(Exercise objective)
Please return the following lines exactly as they are, with nothing changed.

>> start Records for this exercise

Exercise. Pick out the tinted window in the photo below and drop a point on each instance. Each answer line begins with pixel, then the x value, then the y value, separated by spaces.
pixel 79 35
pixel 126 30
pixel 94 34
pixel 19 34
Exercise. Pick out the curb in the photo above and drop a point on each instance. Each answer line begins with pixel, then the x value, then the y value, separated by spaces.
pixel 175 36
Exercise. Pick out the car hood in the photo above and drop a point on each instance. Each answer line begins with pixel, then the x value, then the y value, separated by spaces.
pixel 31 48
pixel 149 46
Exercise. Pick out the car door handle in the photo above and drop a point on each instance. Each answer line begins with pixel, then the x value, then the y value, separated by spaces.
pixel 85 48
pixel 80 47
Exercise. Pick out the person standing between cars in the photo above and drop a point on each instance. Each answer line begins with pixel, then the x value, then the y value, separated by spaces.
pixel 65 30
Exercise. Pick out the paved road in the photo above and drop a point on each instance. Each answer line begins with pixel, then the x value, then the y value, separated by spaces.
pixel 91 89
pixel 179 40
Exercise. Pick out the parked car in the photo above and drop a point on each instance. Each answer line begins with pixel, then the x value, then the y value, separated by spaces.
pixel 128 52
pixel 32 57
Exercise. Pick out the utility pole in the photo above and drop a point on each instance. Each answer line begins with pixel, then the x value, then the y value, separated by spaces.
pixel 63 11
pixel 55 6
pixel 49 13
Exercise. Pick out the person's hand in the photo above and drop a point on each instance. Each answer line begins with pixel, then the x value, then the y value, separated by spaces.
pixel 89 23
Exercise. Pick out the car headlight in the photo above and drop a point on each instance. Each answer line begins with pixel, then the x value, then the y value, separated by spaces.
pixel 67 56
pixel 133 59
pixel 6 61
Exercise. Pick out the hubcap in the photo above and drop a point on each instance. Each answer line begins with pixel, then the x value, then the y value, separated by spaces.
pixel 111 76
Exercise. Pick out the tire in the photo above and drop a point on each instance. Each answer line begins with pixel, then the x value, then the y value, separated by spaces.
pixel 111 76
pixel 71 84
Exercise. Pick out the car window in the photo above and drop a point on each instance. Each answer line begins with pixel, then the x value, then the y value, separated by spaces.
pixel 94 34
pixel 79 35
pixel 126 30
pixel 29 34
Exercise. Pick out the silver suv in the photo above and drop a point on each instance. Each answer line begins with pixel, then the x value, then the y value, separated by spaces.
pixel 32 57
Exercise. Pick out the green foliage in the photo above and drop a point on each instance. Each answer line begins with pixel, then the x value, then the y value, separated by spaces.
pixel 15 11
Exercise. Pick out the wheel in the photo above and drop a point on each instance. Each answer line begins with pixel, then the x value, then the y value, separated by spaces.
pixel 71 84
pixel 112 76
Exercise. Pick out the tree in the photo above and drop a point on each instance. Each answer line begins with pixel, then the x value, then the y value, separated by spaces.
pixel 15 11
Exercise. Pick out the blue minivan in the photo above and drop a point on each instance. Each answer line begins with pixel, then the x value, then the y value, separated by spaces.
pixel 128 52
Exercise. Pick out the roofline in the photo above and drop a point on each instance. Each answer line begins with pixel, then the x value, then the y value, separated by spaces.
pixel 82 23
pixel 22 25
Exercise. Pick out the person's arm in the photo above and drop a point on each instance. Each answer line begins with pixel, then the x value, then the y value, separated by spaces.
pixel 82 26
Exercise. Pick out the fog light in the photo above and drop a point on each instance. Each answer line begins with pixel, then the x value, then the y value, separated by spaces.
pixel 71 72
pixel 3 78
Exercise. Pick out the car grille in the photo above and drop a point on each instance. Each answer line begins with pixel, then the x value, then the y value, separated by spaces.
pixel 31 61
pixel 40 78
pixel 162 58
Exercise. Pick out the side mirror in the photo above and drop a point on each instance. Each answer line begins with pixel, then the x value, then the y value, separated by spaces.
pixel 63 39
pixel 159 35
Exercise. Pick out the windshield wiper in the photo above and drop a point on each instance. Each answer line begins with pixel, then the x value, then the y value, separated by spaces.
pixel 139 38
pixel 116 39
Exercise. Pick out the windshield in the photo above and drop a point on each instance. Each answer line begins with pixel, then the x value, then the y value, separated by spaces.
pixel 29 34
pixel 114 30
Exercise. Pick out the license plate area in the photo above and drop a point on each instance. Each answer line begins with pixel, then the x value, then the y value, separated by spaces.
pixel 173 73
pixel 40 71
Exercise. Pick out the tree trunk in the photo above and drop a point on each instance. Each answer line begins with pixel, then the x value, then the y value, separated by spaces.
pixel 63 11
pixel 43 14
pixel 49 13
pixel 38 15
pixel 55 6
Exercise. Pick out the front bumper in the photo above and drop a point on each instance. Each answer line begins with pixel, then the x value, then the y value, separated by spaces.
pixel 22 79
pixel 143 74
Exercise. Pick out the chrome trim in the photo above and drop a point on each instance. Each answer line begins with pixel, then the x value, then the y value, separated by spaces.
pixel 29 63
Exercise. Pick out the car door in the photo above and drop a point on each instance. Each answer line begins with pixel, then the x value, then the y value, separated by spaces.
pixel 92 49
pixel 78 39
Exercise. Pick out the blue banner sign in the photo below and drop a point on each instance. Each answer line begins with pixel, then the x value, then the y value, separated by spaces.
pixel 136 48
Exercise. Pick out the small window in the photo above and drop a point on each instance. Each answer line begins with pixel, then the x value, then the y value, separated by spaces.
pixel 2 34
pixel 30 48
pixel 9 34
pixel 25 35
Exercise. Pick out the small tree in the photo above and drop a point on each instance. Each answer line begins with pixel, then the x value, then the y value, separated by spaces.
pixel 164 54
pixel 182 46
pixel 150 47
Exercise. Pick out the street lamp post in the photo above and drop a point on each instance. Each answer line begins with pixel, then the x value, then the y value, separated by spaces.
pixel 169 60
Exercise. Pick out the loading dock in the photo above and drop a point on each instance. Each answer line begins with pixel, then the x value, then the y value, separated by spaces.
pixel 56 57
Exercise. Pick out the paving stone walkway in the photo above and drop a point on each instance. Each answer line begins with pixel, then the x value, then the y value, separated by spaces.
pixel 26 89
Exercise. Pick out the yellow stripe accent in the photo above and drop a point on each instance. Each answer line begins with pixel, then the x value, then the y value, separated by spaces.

>> end Records for this exercise

(Output below)
Exercise. Pick out the tinted window in the photo below and drop a point on each instance. Each answer line begins with pixel, then the x value, then the y value, separated by spaces.
pixel 79 35
pixel 126 30
pixel 94 34
pixel 19 34
Exercise. Pick out the curb in the photo above and drop a point on each instance. Each answer line begins with pixel, then the x value, then the y value, separated by spaces.
pixel 175 36
Exercise. Pick out the car hood in the photo above and drop a point on each instance. Each answer line begins with pixel, then the x value, then the y value, separated by spaces.
pixel 31 48
pixel 149 46
Exercise. Pick out the car door handle in the photo above and drop a point on each instance. Each answer line begins with pixel, then the x value, then the y value, separated by spaces.
pixel 85 48
pixel 80 47
Exercise. Pick out the person standing between cars in the photo above and drop a point on each instance. Each answer line begins with pixel, then the x value, then the y value, separated by spaces.
pixel 65 30
Exercise. Pick out the paved road in the photo above and drop a point on each instance. Each answer line begins with pixel, then the x value, then the y value, separated by spaces.
pixel 91 89
pixel 179 40
Exercise. Pick out the parked car in the photo above and drop a point on each instance. Each answer line begins with pixel, then the x value, then the y value, separated by spaces.
pixel 128 52
pixel 32 57
Exercise. Pick out the utility pole in the photo above and drop a point on each instance. Each answer line begins with pixel, then the x value, then the y value, separated by spaces.
pixel 63 11
pixel 55 6
pixel 49 13
Exercise. Pick out the person's hand in the photo above and drop a point on each instance. Each answer line begins with pixel, then the x value, then the y value, separated by spaces.
pixel 89 23
Exercise. Pick out the car headlight in the photo above and drop a point on each instance. Each answer line begins with pixel, then the x value, then the y value, separated by spaces.
pixel 67 56
pixel 133 59
pixel 6 61
Exercise. Pick out the hubcap in the photo above and drop a point on each instance. Each answer line begins with pixel, then the x value, then the y value, separated by spaces.
pixel 111 76
Exercise. Pick out the tire in the photo above and drop a point on each instance. Each answer line begins with pixel, then the x value, then the y value, separated by spaces.
pixel 111 76
pixel 71 84
Exercise. Pick out the car window in the photo above and drop a point on each instance. Each answer line begins with pixel, then the x value, then the y value, separated by spaces.
pixel 94 34
pixel 79 35
pixel 126 30
pixel 29 34
Exercise. Pick out the silver suv in the photo above and drop a point on each instance. Each answer line begins with pixel, then the x value, then the y value, separated by spaces.
pixel 32 57
Exercise. Pick out the green foliage in the photo above and drop a point on each instance. Each answer line begins with pixel, then the x value, then the y value, separated by spaces.
pixel 15 11
Exercise. Pick out the wheel in the photo above and drop a point on each instance. Each answer line begins with pixel, then the x value, then the y value, separated by spaces.
pixel 71 84
pixel 112 76
Exercise. Pick out the tree in the photo above and drop a point on each instance. Each answer line begins with pixel, then the x value, then the y value, separated by spaces.
pixel 15 11
Exercise. Pick out the blue minivan in the photo above and drop a point on each instance. Each answer line begins with pixel, then the x value, then the y value, separated by spaces.
pixel 128 52
Exercise. Pick out the roofline in the photo above and drop a point on each instance. Each answer line begins with pixel, then the x value, then the y value, separated by spaces.
pixel 82 23
pixel 22 25
Exercise. Pick out the person's arm in the photo above and drop a point on each instance. Each answer line begins with pixel, then the x value, then the y value, separated by spaces.
pixel 82 26
Exercise. Pick out the fog light in the photo above and drop a point on each instance. Each answer line begins with pixel, then the x value, then the y value, separated by spaces.
pixel 71 72
pixel 3 78
Exercise. Pick out the car grille in the photo above and drop a point on each instance. Each answer line begins with pixel, then the x value, then the y value, separated by spaces.
pixel 31 61
pixel 40 78
pixel 162 58
Exercise. Pick out the side mirror in the photo above and drop a point on each instance. Each answer line begins with pixel, then the x value, then the y value, separated by spaces.
pixel 63 39
pixel 159 35
Exercise. Pick out the windshield wiper in the photo above and drop a point on each instance. Each answer line begins with pixel, then the x value, then the y value, separated by spaces.
pixel 139 38
pixel 116 39
Exercise. Pick out the windshield in the photo above and drop a point on each instance. Each answer line begins with pixel, then the x value, then the y value, separated by spaces.
pixel 29 34
pixel 114 30
Exercise. Pick out the license plate area in the photo above and drop a point on each instance. Each answer line begins with pixel, then the x value, then the y value, separated by spaces.
pixel 173 73
pixel 40 71
Exercise. Pick out the tree trunk in the photo above and drop a point on each instance. Each answer line begins with pixel, then the x value, then the y value, separated by spaces.
pixel 63 11
pixel 43 14
pixel 49 13
pixel 38 15
pixel 55 6
Exercise. Pick out the front bumper in the photo above and drop a point on each instance. Each answer line begins with pixel, then the x value, then the y value, separated by spaces.
pixel 22 79
pixel 143 74
Exercise. Pick out the chrome trim in the photo above and drop a point on each instance. Each answer line begins with pixel, then the x value, then the y value, separated by spaces.
pixel 29 63
Exercise. Pick out the car door in the photo above and drop a point on each instance. Each answer line begins with pixel, then the x value, then the y value, separated by spaces.
pixel 92 49
pixel 78 39
Exercise. Pick out the blue banner sign in the photo below and drop a point on each instance. Each answer line begins with pixel, then the x value, then the y value, separated by spaces.
pixel 136 48
Exercise. Pick out the small window in the photo above and drop a point on each instance. Each answer line begins with pixel, then the x value, then the y value, separated by spaces.
pixel 2 34
pixel 30 48
pixel 9 34
pixel 25 35
Exercise. Pick out the small tree in the photo above and drop a point on each instance. Each answer line begins with pixel, then the x value, then the y value, separated by spaces.
pixel 164 54
pixel 182 46
pixel 150 47
Exercise. Pick out the street lamp post in the photo above and drop a point on each instance. Each answer line begins with pixel, then the x value, then the y value, separated by spaces.
pixel 169 60
Exercise. Pick out the loading dock in the photo above and drop a point on each instance. Each answer line begins with pixel, then the x value, then the y value, separated by spaces.
pixel 56 57
Exercise. Pick out the paving stone walkway in the photo above and drop a point on each instance. Each answer line begins with pixel, then the x value, then the y value, separated by spaces.
pixel 26 89
Exercise. Pick out the yellow stripe accent in the photo above and drop a point on each instance. Each answer line begins with pixel, then the x value, then the y value, separated by spaces.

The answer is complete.